Pull out every line of the listing below verbatim, omitting the pictures.

(Pointing dataset listing)
::::

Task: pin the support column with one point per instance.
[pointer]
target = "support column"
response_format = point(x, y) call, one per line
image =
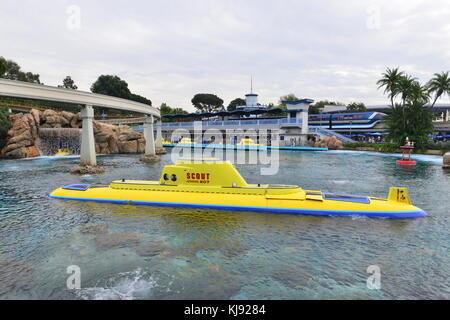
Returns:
point(158, 144)
point(87, 154)
point(304, 118)
point(148, 135)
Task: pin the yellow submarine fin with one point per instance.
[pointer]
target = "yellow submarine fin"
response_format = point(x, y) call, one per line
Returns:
point(399, 195)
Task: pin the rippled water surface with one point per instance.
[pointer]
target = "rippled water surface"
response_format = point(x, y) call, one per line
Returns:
point(141, 252)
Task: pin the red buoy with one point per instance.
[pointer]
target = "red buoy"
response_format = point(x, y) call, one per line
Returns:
point(406, 155)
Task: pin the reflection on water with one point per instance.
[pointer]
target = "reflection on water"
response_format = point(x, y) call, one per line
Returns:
point(140, 252)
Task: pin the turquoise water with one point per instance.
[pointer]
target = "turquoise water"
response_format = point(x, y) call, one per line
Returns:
point(140, 252)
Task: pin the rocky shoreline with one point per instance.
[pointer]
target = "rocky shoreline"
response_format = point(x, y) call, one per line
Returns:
point(23, 136)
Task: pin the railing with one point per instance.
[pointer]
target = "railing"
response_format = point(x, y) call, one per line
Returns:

::::

» Response for this exercise
Task: pin the support column with one point per instance.
[pointer]
target = "support column"
response_format = point(x, y) call, one per line
image =
Returns:
point(158, 144)
point(87, 154)
point(304, 118)
point(148, 135)
Task: pin the yellow submarine fin with one point per instance.
[pointer]
target = "yellow submarine fin"
response_format = point(x, y) call, one per line
Returns:
point(399, 195)
Task: pin the rippled water surface with one point per instance.
[pointer]
target = "rippled water surface"
response_format = point(x, y) call, one per line
Returns:
point(141, 252)
Task: pin the red buoy with one point per instance.
[pointer]
target = "red buoy"
response_format = point(x, y) call, one per line
Returns:
point(406, 155)
Task: pin the reflection on water with one point per instance.
[pointer]
target = "reflection on water"
response_format = point(x, y) call, one per line
Returns:
point(140, 252)
Task: pin the turquoise water with one point per instance.
[pointer]
target = "turquoise water"
response_format = point(x, y) call, one per line
Returns:
point(140, 252)
Task: pin the rocky shoreline with one point per instance.
[pointer]
target = "rocky shoreline"
response_format = point(x, y) call, one per line
Returns:
point(23, 136)
Task: pin the railing with one point per instance.
[pointer]
target = "railing"
response_format = point(x, y) call, one per line
Returns:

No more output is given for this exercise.